▶ [What you need to do]
(1) Can you shorten the paragraph in the football practice report that begins "Montgomery, who missed all of last week," while keeping its main facts?
(2) In the records, could you update everything from the line containing "240L114 233L127 384L176" down to the line containing "positive clicks: (308, 442)" so that "rough mask" becomes "coarse mask", leaving all else unchanged, and return only those lines?

---------- Study text ----------

Back in the saddle: Running back Ty Montgomery said he made it through practice without any problems and intends to play Saturday night against Denver.
“It was a good day,” he said.
Montgomery, who missed all of last week with a leg injury, took part in warm-up drills, one-on-ones and 9-on-7, then was limited to just a couple of plays in the team drills. Running backs coach Ben Sirmans said he limited Montgomery’s work on his first day back.
As far as the Broncos game, Montgomery said he expects to play. Montgomery carries the sickle cell trait, which in the case of former Washington safety Ryan Clark, caused Clark to become severely ill after playing in Denver’s high altitude.
Clark wound up having his gall bladder and spleen removed and was deactivated from that point on anytime the team played in Denver.
“Obviously, there’s questions that are going to arise when you find out a guy with sickle cell trait is going to play in Denver because of what’s happened to some guys from the past,” Montgomery said. “But like I’ve said before, sickle cell trait is subjective in how it affects certain individuals.”
Montgomery said he played a full game in Utah in college and didn’t have any issues, although he said he took an IV at halftime and took oxygen during the game.
He said he knows the way it would affect him and can identify whether it’s causing him problems. He said his body would not be stressed the same way as if it were a regular-season game because starters usually come out of the game early.

---------- Record extracts ----------

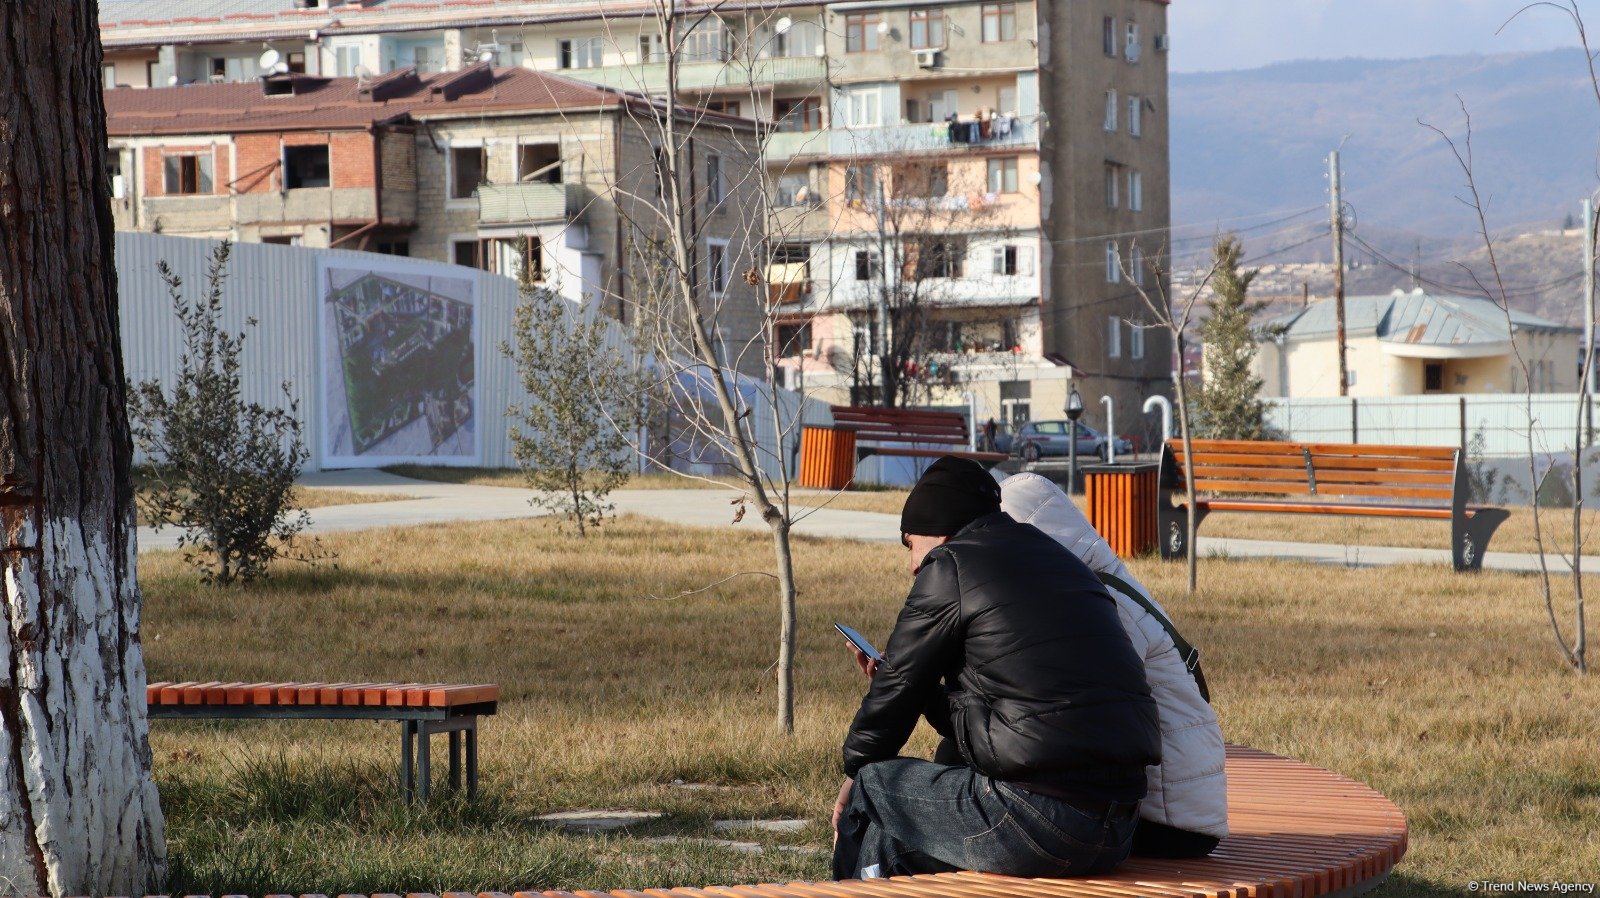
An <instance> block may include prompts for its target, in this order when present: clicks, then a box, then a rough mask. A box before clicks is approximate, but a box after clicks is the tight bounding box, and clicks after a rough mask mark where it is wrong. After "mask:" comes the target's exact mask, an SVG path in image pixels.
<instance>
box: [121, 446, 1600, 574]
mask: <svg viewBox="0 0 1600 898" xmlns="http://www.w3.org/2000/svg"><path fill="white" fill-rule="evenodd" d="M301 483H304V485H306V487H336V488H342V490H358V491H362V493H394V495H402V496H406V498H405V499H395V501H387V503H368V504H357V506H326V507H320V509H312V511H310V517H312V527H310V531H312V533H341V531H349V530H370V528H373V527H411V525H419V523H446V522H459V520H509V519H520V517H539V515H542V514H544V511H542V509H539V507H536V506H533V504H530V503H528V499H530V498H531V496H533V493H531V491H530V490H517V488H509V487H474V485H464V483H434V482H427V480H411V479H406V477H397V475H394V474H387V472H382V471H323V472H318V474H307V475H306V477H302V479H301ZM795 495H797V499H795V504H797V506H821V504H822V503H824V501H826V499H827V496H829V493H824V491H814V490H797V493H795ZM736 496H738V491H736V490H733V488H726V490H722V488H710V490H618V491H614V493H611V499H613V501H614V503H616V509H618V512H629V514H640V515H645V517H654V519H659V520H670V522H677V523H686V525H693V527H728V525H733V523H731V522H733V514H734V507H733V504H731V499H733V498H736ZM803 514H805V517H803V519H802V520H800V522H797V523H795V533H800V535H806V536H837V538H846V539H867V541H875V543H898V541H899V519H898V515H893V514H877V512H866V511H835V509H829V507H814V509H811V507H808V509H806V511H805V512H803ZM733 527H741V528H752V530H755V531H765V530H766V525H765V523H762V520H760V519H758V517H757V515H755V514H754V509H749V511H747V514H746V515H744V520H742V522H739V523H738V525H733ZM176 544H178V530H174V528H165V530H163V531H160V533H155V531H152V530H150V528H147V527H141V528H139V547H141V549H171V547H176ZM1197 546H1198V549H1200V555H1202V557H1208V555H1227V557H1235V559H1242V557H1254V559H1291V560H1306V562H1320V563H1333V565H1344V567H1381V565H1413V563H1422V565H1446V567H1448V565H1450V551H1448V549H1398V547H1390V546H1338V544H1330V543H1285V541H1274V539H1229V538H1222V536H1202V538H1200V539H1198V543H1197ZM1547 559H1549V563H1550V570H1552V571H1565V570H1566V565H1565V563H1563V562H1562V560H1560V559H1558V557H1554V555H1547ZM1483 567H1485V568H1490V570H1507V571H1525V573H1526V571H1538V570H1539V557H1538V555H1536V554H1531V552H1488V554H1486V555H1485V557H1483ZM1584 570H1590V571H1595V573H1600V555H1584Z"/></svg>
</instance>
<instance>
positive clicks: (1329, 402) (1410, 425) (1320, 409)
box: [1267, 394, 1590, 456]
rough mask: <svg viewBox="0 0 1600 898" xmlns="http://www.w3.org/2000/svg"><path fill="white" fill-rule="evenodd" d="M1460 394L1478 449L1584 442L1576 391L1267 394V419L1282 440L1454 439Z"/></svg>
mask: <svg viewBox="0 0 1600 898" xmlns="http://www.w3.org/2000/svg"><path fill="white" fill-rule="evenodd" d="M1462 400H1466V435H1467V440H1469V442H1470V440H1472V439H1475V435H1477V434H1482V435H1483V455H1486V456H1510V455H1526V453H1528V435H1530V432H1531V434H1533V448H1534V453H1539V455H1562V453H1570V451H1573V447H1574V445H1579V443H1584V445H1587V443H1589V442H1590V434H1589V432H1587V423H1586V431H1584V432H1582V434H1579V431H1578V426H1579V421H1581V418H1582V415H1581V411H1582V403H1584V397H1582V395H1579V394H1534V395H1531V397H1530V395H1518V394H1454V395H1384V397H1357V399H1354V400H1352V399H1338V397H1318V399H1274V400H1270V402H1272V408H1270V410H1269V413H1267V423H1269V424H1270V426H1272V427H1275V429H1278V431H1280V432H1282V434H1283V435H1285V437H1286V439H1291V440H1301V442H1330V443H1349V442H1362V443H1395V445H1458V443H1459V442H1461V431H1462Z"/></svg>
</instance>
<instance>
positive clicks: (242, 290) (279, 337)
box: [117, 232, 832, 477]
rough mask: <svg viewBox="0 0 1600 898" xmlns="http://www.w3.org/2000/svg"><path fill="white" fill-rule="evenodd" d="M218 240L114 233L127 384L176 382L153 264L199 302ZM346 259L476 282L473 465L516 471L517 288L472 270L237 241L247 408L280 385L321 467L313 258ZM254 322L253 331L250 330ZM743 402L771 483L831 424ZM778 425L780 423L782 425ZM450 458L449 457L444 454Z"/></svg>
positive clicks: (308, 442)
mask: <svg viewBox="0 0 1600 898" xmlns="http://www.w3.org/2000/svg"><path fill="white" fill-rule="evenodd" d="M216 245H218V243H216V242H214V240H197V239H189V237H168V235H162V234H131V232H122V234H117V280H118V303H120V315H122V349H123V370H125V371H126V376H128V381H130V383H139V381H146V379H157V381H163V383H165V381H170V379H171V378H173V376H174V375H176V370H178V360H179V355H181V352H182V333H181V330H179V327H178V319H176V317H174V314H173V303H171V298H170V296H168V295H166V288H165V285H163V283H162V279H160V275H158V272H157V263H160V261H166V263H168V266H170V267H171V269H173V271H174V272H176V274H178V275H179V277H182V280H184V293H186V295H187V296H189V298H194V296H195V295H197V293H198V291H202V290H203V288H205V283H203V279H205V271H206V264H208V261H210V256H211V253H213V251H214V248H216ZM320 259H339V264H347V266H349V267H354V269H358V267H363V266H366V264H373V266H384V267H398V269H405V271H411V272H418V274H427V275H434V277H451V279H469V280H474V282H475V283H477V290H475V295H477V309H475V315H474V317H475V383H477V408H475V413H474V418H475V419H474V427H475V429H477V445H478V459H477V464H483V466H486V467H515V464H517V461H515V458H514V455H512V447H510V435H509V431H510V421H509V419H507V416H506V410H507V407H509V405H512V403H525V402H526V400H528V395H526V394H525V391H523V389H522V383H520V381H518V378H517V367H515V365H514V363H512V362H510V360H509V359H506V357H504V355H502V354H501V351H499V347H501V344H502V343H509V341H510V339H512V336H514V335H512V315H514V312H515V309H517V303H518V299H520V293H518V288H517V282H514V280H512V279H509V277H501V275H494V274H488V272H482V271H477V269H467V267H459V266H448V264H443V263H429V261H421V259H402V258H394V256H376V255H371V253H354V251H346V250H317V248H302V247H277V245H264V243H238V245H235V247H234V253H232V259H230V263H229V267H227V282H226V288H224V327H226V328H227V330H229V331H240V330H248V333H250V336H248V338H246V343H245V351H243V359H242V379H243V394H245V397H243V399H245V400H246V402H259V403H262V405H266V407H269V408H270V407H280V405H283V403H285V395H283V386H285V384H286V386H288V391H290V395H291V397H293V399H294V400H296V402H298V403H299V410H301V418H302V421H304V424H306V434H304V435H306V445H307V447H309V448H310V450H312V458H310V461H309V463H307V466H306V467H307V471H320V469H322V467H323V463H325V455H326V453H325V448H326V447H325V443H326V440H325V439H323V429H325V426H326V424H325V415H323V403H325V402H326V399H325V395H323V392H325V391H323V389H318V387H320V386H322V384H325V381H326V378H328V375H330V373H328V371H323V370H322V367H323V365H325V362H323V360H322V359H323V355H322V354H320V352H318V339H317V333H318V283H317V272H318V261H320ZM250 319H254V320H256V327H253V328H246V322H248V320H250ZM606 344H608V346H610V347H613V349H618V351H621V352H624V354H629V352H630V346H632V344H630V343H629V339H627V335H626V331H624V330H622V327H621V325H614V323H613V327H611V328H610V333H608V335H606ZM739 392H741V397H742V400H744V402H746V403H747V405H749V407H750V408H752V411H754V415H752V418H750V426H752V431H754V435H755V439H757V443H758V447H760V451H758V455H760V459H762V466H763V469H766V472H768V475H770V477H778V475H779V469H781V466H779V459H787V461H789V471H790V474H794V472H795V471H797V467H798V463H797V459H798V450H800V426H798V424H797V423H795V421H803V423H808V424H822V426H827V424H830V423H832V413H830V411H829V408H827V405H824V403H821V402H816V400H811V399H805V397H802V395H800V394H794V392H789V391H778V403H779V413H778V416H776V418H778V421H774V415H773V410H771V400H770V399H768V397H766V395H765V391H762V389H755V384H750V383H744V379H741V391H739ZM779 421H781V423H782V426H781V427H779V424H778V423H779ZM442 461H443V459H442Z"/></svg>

----------

▶ [Answers to each task]
(1) After missing last week with a leg injury, Montgomery did warm-up drills, one-on-ones and 9-on-7 but only a couple of team-drill plays, as running backs coach Ben Sirmans limited his work on his first day back.

(2)
coarse mask: <svg viewBox="0 0 1600 898" xmlns="http://www.w3.org/2000/svg"><path fill="white" fill-rule="evenodd" d="M218 240L114 233L127 384L176 382L153 264L199 302ZM346 259L476 282L473 465L516 471L517 288L472 270L237 241L247 408L280 385L321 467L313 258ZM254 322L253 331L250 330ZM743 402L771 483L831 424ZM778 425L780 423L782 425ZM450 458L449 457L444 454Z"/></svg>
positive clicks: (308, 442)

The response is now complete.